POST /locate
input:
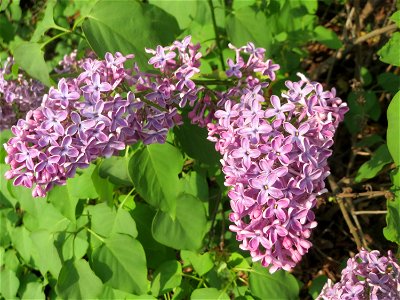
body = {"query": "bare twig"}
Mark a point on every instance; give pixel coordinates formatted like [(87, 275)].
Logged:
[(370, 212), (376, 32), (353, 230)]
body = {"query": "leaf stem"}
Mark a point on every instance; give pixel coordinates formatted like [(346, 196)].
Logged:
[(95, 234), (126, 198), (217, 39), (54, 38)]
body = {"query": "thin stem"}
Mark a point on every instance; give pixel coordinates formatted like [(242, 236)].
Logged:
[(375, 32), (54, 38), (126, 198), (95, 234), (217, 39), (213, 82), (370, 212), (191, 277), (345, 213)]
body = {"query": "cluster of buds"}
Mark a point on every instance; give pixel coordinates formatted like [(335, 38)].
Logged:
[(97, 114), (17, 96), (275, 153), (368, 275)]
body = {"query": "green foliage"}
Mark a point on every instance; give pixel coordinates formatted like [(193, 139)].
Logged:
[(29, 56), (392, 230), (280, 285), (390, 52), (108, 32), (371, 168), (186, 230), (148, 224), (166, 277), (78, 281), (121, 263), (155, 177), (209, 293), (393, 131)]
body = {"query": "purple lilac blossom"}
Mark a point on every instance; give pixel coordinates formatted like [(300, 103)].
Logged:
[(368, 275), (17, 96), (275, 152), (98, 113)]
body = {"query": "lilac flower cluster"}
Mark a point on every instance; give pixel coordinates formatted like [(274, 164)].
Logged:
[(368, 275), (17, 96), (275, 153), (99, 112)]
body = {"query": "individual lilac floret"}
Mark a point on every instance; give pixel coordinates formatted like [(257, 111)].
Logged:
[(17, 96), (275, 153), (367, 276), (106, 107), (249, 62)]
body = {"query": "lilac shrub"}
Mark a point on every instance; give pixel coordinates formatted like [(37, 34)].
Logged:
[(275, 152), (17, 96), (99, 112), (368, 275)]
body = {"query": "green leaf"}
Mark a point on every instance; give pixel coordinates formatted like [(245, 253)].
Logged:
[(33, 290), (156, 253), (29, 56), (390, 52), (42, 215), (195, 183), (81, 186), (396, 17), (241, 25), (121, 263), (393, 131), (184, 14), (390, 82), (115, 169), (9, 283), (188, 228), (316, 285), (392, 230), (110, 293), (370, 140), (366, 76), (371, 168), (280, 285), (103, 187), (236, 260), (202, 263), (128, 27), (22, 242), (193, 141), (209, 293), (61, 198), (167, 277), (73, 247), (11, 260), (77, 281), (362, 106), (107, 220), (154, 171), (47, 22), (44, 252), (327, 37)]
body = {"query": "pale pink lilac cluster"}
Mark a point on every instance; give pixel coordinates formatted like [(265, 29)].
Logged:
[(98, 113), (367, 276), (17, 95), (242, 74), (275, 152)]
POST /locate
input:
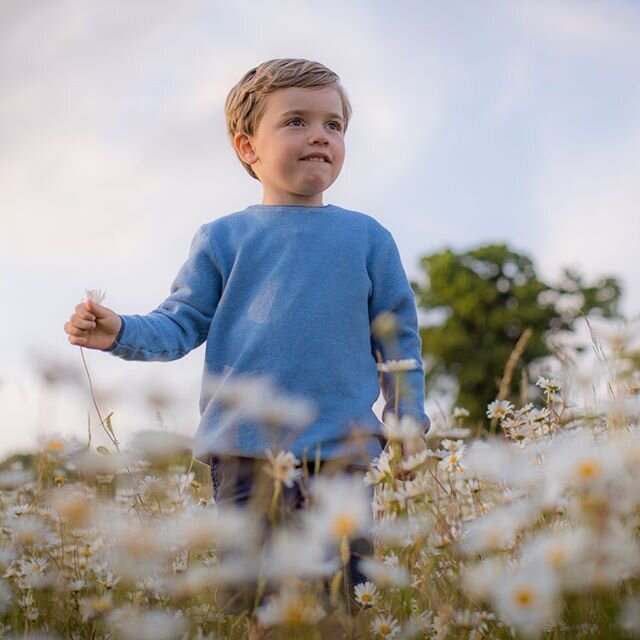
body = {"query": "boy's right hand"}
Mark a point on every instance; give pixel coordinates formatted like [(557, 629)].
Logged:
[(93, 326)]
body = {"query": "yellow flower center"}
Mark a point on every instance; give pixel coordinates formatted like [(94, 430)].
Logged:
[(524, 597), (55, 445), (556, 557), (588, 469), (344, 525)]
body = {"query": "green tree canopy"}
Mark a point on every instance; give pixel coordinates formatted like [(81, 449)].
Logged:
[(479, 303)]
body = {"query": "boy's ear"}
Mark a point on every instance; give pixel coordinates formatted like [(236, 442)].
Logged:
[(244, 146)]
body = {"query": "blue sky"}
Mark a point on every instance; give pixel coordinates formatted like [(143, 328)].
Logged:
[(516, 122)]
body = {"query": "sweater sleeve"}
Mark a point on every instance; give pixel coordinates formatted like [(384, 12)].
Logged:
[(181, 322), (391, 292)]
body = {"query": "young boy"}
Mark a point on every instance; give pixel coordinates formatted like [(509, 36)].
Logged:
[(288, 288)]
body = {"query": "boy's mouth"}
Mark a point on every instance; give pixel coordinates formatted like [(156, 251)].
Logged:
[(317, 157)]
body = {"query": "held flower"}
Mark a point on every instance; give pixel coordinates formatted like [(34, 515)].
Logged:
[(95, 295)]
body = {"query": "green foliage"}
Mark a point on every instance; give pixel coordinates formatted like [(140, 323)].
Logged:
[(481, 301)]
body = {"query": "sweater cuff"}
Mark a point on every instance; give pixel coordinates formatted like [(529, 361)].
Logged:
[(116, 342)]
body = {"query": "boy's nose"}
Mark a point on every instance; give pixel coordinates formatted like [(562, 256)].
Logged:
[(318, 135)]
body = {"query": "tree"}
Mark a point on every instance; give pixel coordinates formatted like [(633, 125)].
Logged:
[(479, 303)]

### Problem requirements
Report every line in the records above that contains the string "lilac". Case counts.

### Answer to this problem
body = {"query": "purple lilac blossom"}
body = {"query": "lilac flower cluster"}
body = {"query": "individual lilac floret"}
body = {"query": "lilac shrub"}
body = {"query": "pale pink lilac cluster"}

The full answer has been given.